Region pointing data

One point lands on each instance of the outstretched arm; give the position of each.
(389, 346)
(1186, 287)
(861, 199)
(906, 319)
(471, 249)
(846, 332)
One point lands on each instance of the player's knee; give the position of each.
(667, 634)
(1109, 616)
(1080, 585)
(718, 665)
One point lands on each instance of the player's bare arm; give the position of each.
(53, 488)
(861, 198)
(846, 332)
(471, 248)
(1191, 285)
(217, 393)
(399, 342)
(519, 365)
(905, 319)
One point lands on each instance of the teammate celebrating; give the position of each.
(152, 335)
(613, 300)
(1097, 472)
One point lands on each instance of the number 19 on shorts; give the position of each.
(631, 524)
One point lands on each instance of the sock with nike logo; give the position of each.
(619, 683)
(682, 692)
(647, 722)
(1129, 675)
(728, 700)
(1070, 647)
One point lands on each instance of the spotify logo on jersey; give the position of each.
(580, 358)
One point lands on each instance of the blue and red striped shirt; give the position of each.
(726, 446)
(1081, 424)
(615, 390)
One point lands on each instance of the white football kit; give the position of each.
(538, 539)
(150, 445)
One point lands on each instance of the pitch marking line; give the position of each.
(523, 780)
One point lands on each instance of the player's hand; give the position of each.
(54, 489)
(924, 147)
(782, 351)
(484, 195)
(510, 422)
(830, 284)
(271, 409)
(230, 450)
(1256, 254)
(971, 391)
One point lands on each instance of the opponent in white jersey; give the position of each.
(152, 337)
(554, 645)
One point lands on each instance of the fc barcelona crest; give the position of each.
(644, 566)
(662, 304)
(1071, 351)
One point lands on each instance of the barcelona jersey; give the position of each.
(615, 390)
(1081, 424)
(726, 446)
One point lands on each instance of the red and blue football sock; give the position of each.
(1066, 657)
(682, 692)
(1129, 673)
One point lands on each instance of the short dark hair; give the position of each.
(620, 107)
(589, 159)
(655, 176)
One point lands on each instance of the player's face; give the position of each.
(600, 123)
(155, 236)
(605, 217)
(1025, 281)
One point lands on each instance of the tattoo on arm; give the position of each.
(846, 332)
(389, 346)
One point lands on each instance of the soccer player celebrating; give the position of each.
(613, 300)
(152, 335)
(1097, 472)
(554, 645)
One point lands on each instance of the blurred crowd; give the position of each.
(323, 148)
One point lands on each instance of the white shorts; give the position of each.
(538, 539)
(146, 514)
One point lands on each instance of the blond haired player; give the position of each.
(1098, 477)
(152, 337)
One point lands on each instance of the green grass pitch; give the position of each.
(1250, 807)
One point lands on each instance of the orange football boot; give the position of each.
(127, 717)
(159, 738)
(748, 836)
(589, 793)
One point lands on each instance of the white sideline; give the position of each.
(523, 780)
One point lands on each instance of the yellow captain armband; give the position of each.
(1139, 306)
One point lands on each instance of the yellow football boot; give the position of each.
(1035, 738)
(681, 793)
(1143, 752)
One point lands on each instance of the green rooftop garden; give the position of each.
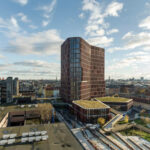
(88, 104)
(112, 99)
(136, 132)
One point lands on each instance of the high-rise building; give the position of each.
(8, 88)
(82, 70)
(16, 86)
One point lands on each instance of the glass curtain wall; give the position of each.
(75, 68)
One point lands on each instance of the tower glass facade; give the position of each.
(82, 70)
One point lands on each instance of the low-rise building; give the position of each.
(118, 103)
(89, 111)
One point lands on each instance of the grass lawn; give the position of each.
(136, 132)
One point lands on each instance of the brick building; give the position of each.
(89, 111)
(119, 103)
(82, 70)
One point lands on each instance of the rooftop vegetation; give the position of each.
(89, 104)
(112, 99)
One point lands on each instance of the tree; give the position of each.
(126, 119)
(101, 121)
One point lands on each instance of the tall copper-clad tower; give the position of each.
(82, 70)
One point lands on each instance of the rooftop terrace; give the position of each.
(59, 138)
(113, 99)
(89, 104)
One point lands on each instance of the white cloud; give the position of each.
(147, 4)
(48, 10)
(33, 26)
(23, 17)
(100, 41)
(9, 24)
(21, 2)
(112, 31)
(41, 43)
(1, 56)
(45, 23)
(14, 22)
(31, 69)
(127, 35)
(145, 23)
(133, 41)
(113, 9)
(81, 15)
(96, 27)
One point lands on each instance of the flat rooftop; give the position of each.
(89, 104)
(59, 138)
(113, 99)
(14, 108)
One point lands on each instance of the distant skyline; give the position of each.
(31, 32)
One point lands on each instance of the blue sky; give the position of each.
(31, 32)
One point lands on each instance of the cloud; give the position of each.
(33, 26)
(36, 63)
(96, 27)
(132, 62)
(1, 56)
(48, 10)
(31, 69)
(147, 4)
(41, 43)
(81, 15)
(21, 2)
(132, 41)
(23, 17)
(113, 9)
(112, 31)
(100, 40)
(45, 23)
(145, 23)
(9, 24)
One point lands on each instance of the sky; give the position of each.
(32, 31)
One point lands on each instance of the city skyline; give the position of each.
(31, 33)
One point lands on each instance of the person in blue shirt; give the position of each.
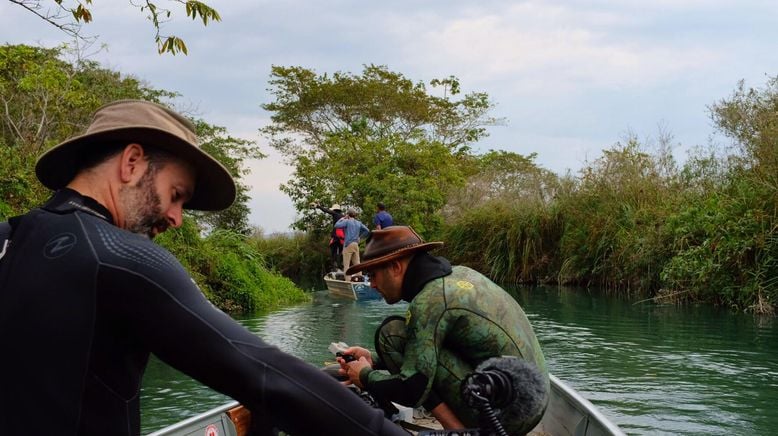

Instructions for the task: Write out the data above in full and exactly, but not the pictures.

Answer space:
One point lands on each instance of the outstretched arm; give the position of each.
(389, 346)
(1186, 287)
(861, 199)
(906, 319)
(471, 249)
(846, 332)
One point lands on each instance of the player's knee; give the position of each.
(667, 634)
(1109, 616)
(1080, 585)
(718, 665)
One point lands on each instance of the player's bare arm; give the position of each.
(53, 488)
(861, 198)
(846, 332)
(471, 248)
(1191, 285)
(217, 393)
(399, 342)
(519, 365)
(905, 319)
One point lands on each instance of the teammate celebrating; give the position of each.
(152, 335)
(613, 300)
(1097, 472)
One point lands on each instance of the number 19 on shorts; give the position of each.
(631, 524)
One point lands on each instance of the sock with nike logo; give the position of each.
(619, 683)
(682, 692)
(647, 722)
(1129, 675)
(728, 700)
(1070, 647)
One point lands on each instance of the spotify logo on jersey; give the position of each.
(580, 358)
One point lands on each instance of the blue and red striped shirt; give the position of each.
(726, 446)
(1081, 424)
(615, 390)
One point lands on each instance of the white football kit; give the position of each.
(538, 539)
(150, 445)
One point lands on each instance of the pitch marking line; give the position of each.
(523, 780)
One point lands on each instance of the player's hand; give the position of each.
(54, 489)
(924, 147)
(782, 351)
(484, 195)
(510, 422)
(830, 284)
(271, 409)
(230, 450)
(1256, 254)
(971, 391)
One point lands on each instance of the opponent in white jersey; give the position of each.
(152, 337)
(554, 645)
One point lands on each instance of the fc barcelona crest; give the position of each.
(644, 566)
(662, 304)
(1071, 351)
One point lands on each instance of the barcelona jersey; give the position of each.
(615, 390)
(1081, 424)
(726, 446)
One point lands on each instance of the red and blue football sock; give the position of each.
(1066, 657)
(682, 692)
(1129, 673)
One point lands on each instance of the short dark hair; give the position of each.
(620, 107)
(589, 159)
(655, 176)
One point lands on each instance of the player's face; give the position of each.
(600, 123)
(155, 236)
(605, 217)
(1025, 281)
One point lands on each instance of the tattoo on arm; give the position of each.
(846, 332)
(389, 346)
One point lands on each instance of the soccer player celebrating; give the position of each.
(613, 300)
(152, 335)
(1097, 472)
(554, 645)
One point lands on each instance of the blurred crowd; give the position of each.
(323, 148)
One point lands on each instance of the white shorts; give the position of each.
(538, 539)
(146, 514)
One point lands on each instance of the blond haired player; give the position of each.
(1098, 477)
(152, 337)
One point lands on each instance of the green grass pitch; give the position of each.
(1250, 807)
One point lands on each instance of the orange football boot; give the position of each.
(127, 717)
(159, 738)
(748, 836)
(589, 793)
One point lands on each instance of the white sideline; give the position of each.
(523, 780)
One point lands on each instance of the yellow captain armband; give the position of each.
(1139, 306)
One point lands on each instance of the yellow football boot; give the position of each.
(1035, 738)
(681, 793)
(1143, 752)
One point lands on each instance of the green rooftop garden; give the position of each.
(88, 104)
(112, 99)
(136, 132)
One point lands on each instance of the high-rise building; give the position of each.
(8, 88)
(82, 70)
(16, 86)
One point lands on each instance of the glass curtain wall; give the position of each.
(75, 68)
One point lands on each instance of the tower glass facade; give the position of each.
(82, 70)
One point lands on each instance of the low-rise building; give the position of each.
(118, 103)
(89, 111)
One point lands on each instance of the grass lawn; give the position of each.
(136, 132)
One point lands on each instance of the brick building; give the position of each.
(89, 111)
(119, 103)
(82, 70)
One point lands on each instance of the rooftop vegetation; give the position of each.
(89, 104)
(112, 99)
One point lands on each instance of the tree; give the position of each.
(126, 119)
(101, 121)
One point lands on each instance of the tall copper-clad tower; give the position of each.
(82, 70)
One point lands on each instance of the rooftop terrace; give the position of each.
(59, 138)
(113, 99)
(89, 104)
One point lands on each instance of the white cloud; give the position of each.
(147, 4)
(48, 10)
(33, 26)
(23, 17)
(100, 41)
(9, 24)
(21, 2)
(112, 31)
(41, 43)
(1, 56)
(45, 23)
(14, 22)
(31, 69)
(127, 35)
(145, 23)
(133, 41)
(113, 9)
(81, 15)
(96, 27)
One point lands on each instance of the flat rooftop; give the position of each.
(89, 104)
(59, 138)
(113, 99)
(14, 108)
One point lands on each instance of the distant skyline; give the position of each.
(31, 32)
One point lands on each instance of the blue sky; give the position of each.
(31, 32)
One point lands on each instance of the cloud; give the position of each.
(33, 26)
(36, 63)
(96, 27)
(132, 62)
(1, 56)
(48, 10)
(31, 69)
(147, 4)
(41, 43)
(81, 15)
(21, 2)
(132, 41)
(23, 17)
(113, 9)
(112, 31)
(100, 40)
(45, 23)
(145, 23)
(9, 24)
One point lands on each instance of the sky; give the position of each.
(32, 31)
One point lands on each instance of the city skyline; give the position of each.
(31, 33)
One point lands on each instance of the person in blue shirt; give the position of each.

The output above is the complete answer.